/---

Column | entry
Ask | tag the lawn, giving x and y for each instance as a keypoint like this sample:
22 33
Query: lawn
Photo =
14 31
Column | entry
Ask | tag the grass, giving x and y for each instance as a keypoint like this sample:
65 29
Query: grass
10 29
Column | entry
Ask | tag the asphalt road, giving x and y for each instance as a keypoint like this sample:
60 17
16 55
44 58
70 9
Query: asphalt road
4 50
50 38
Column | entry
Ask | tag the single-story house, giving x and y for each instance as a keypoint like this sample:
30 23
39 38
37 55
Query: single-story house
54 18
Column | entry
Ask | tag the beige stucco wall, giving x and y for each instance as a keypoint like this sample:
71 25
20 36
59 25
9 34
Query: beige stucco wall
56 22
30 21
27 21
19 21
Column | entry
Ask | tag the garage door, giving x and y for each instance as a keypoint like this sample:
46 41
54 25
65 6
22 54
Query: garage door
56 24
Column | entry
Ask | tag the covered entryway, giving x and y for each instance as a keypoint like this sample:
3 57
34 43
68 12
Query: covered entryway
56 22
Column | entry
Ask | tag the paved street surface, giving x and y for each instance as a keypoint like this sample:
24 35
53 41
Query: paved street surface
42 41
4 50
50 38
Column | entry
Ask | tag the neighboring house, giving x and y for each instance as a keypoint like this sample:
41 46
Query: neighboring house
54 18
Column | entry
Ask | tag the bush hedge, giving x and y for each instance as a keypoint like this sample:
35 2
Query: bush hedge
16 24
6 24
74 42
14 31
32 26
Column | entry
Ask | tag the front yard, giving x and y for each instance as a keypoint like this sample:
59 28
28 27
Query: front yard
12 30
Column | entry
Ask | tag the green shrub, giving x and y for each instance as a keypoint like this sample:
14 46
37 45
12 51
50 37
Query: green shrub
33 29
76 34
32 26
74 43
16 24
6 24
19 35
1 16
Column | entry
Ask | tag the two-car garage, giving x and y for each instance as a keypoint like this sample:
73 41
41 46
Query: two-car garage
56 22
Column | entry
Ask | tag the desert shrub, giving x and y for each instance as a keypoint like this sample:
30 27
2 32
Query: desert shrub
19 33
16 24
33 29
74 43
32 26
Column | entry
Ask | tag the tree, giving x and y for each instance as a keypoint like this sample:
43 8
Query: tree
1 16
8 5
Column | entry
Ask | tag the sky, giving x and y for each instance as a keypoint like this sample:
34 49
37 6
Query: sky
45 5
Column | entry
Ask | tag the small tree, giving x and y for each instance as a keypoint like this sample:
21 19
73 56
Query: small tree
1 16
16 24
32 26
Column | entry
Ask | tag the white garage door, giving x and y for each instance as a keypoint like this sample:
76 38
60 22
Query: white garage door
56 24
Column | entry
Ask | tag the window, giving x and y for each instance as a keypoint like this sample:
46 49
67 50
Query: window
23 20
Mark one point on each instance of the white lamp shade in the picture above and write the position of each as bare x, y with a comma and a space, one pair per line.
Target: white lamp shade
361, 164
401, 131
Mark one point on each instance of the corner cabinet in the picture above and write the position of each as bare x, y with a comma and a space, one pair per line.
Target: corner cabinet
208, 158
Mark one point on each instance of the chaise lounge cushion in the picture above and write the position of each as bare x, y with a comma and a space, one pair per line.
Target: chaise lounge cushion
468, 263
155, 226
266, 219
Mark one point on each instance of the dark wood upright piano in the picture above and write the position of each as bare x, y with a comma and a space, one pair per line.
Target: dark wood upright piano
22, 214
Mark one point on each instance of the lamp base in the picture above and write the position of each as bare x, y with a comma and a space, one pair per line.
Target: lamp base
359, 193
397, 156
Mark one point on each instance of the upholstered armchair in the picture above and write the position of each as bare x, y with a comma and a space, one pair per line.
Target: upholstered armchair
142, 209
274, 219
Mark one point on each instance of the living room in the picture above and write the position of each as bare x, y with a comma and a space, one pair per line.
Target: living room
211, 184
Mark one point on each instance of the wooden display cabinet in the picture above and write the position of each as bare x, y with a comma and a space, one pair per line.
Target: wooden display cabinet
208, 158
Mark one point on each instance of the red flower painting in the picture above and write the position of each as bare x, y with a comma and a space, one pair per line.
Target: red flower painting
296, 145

\---

AIM OF THE EXERCISE: In the listing above, find each line containing "lawn" and copy it.

YOUR RESPONSE:
Ask | tag the lawn, giving x and y for each instance as a keypoint like this sample:
Query: lawn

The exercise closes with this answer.